Ce texte fait suite au webinaire intitulé L’utilisation de jeux en mathématiques : un levier pour développer les fonctions exécutives des élèves du primaire qui a été réalisé dans le cadre des activités de la TA@l’école. Cet événement a servi de pierre d’assise à la mise en place de nombreuses discussions et réflexions approfondies. Dans le cadre des prochains paragraphes, je répondrai à la question suivante :

« Comment les personnes enseignantes peuvent-elles créer et développer des jeux mathématiques sollicitant le développement des fonctions exécutives des élèves du primaire ? »

 

Réflexion concernant les fonctions exécutives

Par rapport à cette question, je référerai à mon expérience personnelle en répondant que le point d’ancrage pour débuter la réflexion devrait être de cibler la principale fonction exécutive[1] à développer, et ce, afin de répondre aux besoins spécifiques des élèves. En référence à Gagné et al. (2009), voici une liste synthétique des principales fonctions exécutives:

  • L’inhibition et l’attention: L’inhibition correspond à la capacité d’un individu de contrôler ses émotions, ses désirs et ses impulsions dans une situation donnée. À cela, Caron (2009) ajoute que l’inhibition permet de mettre un frein aux réponses automatiques et conditionnées qui surviennent dans différents contextes familiers. Pour sa part, l’attention se rapporte à la capacité de se concentrer sur une tâche à accomplir.
  • La flexibilité cognitive : Cette fonction exécutive se rapporte à la capacité de changer d’approche et de s’adapter à son environnement. En contexte de résolution de problèmes, celle-ci permet à l’élève de mettre en œuvre de nouvelles stratégies et de réaliser des retours en arrière afin d’adopter un autre point de vue (Elias, 2022).
  • La mémoire de travail : Cette fonction détermine de quelle manière les informations issues des principaux sens de l’individu (registres visuel, auditif et parfois même tactile) sont traitées et quels comportements en découlent. L’information ainsi traitée est acheminée vers la mémoire à court terme ou la mémoire à long terme.
  • La planification et l’organisation : La planification se rapporte essentiellement au processus décisionnel à l’intérieur duquel des orientations et un plan d’action sont mis en œuvre afin d’atteindre un but préalablement fixé. Par ailleurs, l’organisation se traduit comme étant la capacité de procéder à l’agencement d’actions et de ressources aux buts fixés, et ce, afin de mener à terme une tâche préétablie (Legendre, 2005).
  • L’activation : Cette fonction exécutive se rapporte à la capacité de mobiliser son énergie cognitive afin de démarrer et de maintenir en action toutes les fonctions exécutives lors de la réalisation d’une tâche (Gagné, Leblanc et Rousseau, 2009).
  • La régulation des émotions : Selon Gross (1998), la régulation des émotions se traduit par les processus à partir desquels une personne altère l’intensité et modifie les émotions qu’il ressent. De plus, cette fonction exécutive se rapporte aussi aux expériences vécues vis-à-vis les émotions ainsi qu’à la manière d’exprimer celles-ci.

- **EXTRAIT DE DONNÉES**
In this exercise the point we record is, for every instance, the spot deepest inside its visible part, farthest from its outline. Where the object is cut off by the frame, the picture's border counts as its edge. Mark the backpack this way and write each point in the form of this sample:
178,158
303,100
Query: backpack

- **EXERCICES**
1 > Réécrivez le passage de l’article sur les fonctions exécutives qui va de « Par rapport à » jusqu’à « tâche à accomplir. », en remplaçant « synthétique » par « sommaire ».
2 > Prolongez l’article sur les fonctions exécutives au-delà de sa dernière phrase.

- **RÉPONSES**
1 >
Par rapport à cette question, je référerai à mon expérience personnelle en répondant que le point d’ancrage pour débuter la réflexion devrait être de cibler la principale fonction exécutive[1] à développer, et ce, afin de répondre aux besoins spécifiques des élèves. En référence à Gagné et al. (2009), voici une liste sommaire des principales fonctions exécutives:

  • L’inhibition et l’attention: L’inhibition correspond à la capacité d’un individu de contrôler ses émotions, ses désirs et ses impulsions dans une situation donnée. À cela, Caron (2009) ajoute que l’inhibition permet de mettre un frein aux réponses automatiques et conditionnées qui surviennent dans différents contextes familiers. Pour sa part, l’attention se rapporte à la capacité de se concentrer sur une tâche à accomplir.

2 >
[1] Il est important de mentionner que plus d’une fonction exécutive peuvent être ciblées à cette étape du processus.

 

Réflexion concernant le contenu mathématique

Dans un deuxième temps, la personne enseignante qui souhaite élaborer un jeu mathématique, visant le développement d’une ou plusieurs fonction(s) exécutive(s), se doit de cibler le contenu qui sera impliqué au regard du programme de formation. Pour ce faire, celui-ci peut cibler des concepts et des processus se rapportant aux principaux domaines des mathématiques au primaire:

  • Arithmétique;
  • Géométrie;
  • Mesure;
  • Statistique et probabilités;
  • Régularités.

Essentiellement, le choix des concepts et processus mathématiques impliqués devrait se rapporter au degré scolaire des élèves. De plus, le moment de l’année pourrait être considéré. Quelques exemples de jeux mathématiques issus de l’ouvrage de Rajotte et al. (2021) peuvent être servir d’assise (ou de source d’inspiration) à l’élaboration d’un jeu qui répond aux besoins spécifiques de la ressource enseignante.

 

Définir l’intention du jeu pour l’enseignant et pour l’élève

Dans un troisième temps, il peut être pertinent de définir l’intention du jeu pour l’enseignant et pour l’élève. Au regard du livre de Rajotte et al. (2021), cette intention peut  référer à la tâche didactique et à la tâche ludique impliquée par le jeu. La tâche didactique réfère essentiellement à l’intention pédagogique de l’enseignant qui choisit d’implanter un jeu particulier dans la classe. Par ailleurs, la tâche ludique correspond à l’élément clé du jeu qui poussera l’élève à s’engager activement dans la réalisation du jeu. Habituellement, la tâche didactique est dissimulée derrière la tâche ludique.

 

Un exemple de fiche d’élaboration d’un jeu visant le développement des fonctions exécutives

Pour boucler cet avis d’expertise concernant les principales modalités permettant à une personne enseignante d’inventer et de créer un jeu sollicitant le développement des principales fonctions exécutives d’un élève, nous proposons la fiche suivante. Celle-ci peut être utilisée afin de favoriser l’émergence d’idées de la personne souhaitant créer un jeu. La grille proposée présente différents éléments d’information sous-jacents à la mise en œuvre du jeu (niveau scolaire, nombre de joueurs, matériel nécessaire, durée anticipée). De plus, les principales composantes du jeu et les règles peuvent aussi être détaillées à partir de cette grille.

 

Télécharger le PDF : Grille d’élaboration d’un jeu mathématique visant le développement des fonctions exécutives

 

Ressource complémentaire :

Article pour comprendre les bienfaits du jeu en mathématique : https://www.taalecole.ca/math-jeu/

Regarder l'enregistrement du webinaire "Impliquer les élèves en difficulté dans leurs apprentissages : Regard au potentiel des jeux sollicitant les fonctions exécutives" : https://www.taalecole.ca/webinaire-potentiel-jeux/

Références :

Caron, A. (2019). Arrête, observe et agis : Stratégies et outils pour développer les compétences exécutives et méthodologiques des élèves. Chenelière Éducation, Montréal.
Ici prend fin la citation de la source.